▶ Task material
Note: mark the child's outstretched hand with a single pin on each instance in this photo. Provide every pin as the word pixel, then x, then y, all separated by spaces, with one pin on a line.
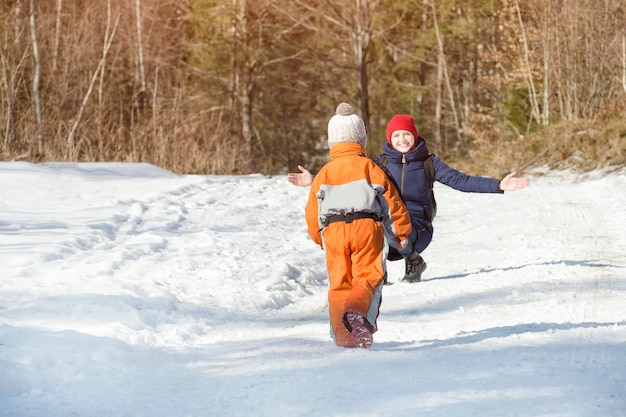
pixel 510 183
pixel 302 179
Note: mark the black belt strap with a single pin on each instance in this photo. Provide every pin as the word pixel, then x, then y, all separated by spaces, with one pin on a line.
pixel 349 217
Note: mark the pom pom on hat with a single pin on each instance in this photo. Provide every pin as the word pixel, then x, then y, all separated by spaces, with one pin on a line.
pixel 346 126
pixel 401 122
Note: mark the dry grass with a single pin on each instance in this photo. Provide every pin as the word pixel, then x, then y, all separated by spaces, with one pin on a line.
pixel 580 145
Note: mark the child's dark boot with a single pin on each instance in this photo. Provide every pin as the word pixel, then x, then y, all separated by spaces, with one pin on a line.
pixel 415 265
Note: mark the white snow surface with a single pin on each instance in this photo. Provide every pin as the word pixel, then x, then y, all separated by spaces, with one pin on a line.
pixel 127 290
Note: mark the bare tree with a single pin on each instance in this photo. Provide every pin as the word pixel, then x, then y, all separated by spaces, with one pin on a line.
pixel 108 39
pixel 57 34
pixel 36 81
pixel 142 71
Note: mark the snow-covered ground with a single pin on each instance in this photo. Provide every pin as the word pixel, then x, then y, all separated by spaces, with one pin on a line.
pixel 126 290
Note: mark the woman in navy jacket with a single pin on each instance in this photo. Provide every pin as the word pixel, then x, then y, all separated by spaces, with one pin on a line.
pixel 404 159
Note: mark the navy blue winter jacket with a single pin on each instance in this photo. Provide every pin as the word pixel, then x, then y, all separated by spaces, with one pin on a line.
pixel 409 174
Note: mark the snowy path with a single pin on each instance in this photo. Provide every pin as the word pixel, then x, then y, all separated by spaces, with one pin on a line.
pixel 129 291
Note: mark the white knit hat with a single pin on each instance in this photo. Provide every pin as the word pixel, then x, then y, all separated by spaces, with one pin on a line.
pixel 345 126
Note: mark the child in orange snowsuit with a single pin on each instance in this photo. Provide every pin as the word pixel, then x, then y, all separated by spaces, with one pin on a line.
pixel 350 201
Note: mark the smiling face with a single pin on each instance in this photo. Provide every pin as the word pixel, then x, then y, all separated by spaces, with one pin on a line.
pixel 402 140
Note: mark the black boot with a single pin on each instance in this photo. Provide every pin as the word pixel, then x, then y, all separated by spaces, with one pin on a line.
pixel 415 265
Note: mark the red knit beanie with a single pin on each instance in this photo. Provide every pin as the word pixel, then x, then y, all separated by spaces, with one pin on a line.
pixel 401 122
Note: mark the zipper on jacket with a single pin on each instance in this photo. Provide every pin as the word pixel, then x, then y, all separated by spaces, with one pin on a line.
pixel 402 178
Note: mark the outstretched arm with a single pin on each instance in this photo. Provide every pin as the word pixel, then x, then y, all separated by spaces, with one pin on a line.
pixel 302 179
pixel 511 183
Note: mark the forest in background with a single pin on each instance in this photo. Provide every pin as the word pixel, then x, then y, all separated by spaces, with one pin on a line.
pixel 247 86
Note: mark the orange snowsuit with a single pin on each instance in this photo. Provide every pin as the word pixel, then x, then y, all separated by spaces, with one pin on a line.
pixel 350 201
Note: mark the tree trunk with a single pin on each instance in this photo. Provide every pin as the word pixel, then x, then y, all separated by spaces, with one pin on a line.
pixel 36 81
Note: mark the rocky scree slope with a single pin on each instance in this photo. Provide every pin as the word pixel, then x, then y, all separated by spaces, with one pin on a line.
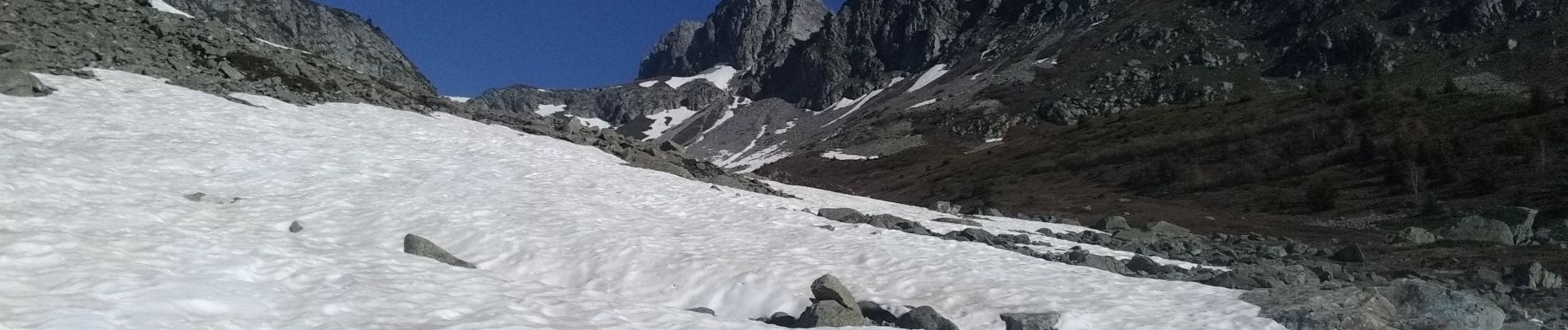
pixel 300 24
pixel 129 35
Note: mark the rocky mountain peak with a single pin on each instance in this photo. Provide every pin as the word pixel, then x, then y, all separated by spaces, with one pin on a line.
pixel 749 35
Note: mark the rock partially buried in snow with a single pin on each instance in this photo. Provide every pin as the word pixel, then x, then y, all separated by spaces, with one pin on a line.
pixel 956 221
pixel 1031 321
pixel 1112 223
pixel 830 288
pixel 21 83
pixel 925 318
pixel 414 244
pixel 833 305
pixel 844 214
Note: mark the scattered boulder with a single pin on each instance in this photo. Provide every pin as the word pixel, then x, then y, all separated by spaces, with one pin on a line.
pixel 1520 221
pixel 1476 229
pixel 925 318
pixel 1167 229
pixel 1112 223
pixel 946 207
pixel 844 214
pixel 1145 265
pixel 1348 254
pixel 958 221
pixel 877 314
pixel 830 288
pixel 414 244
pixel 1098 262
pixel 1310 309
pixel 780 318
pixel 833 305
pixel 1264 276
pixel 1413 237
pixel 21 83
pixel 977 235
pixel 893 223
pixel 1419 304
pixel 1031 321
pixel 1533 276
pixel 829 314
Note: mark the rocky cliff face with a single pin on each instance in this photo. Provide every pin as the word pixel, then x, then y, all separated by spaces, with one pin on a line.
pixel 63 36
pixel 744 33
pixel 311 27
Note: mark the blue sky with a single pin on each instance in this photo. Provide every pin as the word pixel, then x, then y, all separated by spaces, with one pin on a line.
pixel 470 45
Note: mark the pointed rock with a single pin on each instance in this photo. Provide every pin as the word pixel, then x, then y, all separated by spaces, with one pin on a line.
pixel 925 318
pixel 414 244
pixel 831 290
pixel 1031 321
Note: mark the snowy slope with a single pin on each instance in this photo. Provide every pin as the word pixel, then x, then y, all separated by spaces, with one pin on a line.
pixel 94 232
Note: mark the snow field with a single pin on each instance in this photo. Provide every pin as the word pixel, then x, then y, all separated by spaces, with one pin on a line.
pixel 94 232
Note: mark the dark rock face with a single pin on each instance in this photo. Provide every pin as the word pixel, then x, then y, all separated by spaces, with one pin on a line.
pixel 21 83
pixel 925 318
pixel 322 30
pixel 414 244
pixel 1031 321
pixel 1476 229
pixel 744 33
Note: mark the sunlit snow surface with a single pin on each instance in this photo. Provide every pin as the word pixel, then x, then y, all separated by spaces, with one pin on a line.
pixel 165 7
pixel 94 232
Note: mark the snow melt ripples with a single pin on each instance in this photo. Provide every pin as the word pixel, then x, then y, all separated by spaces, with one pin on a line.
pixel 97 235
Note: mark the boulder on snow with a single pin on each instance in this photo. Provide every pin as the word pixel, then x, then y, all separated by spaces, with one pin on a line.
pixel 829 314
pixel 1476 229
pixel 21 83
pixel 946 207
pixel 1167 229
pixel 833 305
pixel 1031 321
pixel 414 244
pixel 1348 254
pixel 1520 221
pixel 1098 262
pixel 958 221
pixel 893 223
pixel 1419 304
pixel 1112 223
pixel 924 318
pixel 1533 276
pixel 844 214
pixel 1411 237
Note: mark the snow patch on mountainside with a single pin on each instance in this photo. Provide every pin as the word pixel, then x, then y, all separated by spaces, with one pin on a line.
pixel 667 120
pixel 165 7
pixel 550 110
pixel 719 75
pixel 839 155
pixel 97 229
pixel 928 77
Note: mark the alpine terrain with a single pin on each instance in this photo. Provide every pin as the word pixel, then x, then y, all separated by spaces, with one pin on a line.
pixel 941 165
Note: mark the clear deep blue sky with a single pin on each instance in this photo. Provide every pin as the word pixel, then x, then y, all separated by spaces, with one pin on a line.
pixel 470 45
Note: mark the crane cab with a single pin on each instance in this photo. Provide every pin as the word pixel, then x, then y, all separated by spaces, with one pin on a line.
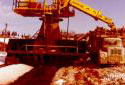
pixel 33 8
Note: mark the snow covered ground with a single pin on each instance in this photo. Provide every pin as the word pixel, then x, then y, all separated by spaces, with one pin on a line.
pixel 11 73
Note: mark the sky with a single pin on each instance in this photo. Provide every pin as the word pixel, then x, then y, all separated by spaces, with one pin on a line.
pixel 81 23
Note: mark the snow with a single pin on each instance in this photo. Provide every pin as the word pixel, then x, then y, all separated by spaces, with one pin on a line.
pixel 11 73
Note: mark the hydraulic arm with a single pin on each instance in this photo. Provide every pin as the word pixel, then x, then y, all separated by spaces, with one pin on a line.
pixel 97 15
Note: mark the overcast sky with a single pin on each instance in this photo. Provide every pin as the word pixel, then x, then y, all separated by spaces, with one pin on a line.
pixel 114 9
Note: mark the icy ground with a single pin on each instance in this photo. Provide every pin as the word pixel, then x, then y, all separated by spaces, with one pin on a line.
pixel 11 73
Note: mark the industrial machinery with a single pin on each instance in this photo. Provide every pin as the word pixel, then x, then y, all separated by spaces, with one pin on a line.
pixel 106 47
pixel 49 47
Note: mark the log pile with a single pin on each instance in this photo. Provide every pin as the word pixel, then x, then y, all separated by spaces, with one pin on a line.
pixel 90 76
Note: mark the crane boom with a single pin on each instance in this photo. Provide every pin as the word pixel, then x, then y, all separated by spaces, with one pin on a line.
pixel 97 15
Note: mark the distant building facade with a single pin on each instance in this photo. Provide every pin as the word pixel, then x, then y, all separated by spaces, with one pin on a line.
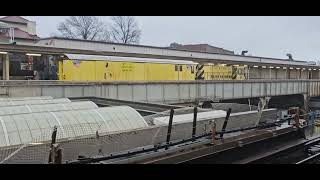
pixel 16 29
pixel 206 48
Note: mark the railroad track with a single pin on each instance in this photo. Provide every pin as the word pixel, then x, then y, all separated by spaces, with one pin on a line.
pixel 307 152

▶ Goal
Reproduce the data verbatim, starting at the line that contains "Note: mark the snow with" and ending at the line that contains "pixel 49 47". Include both of those lines.

▶ In response
Note: mark the snow with a single pin on each instance in this photo. Provide every pin as the word pixel, then x, then y, all separated by spaces, with one pin on a line.
pixel 11 73
Note: mark the hydraulic arm with a single pin on each instance in this photo. Provide every pin as the word pixel, then x, then y, all separated by spaces, with one pin on a line.
pixel 97 15
Note: mark the overcast sky with a single pin on each instance in this photo. Provide every pin as the word pixel, then x, then y, all separated by spaces, with one pin on a line.
pixel 114 9
Note: mark the icy ground with a single pin on each instance in this photo. Provide every pin as the word pixel, then x, then y, all separated by spaces, with one pin on a line.
pixel 11 73
Note: mark the industrial machinery with a single pin on each instance in this photo. Provide every pin as the word pixel, then x, then y, all separated by spaces, with one pin on a line.
pixel 106 47
pixel 49 47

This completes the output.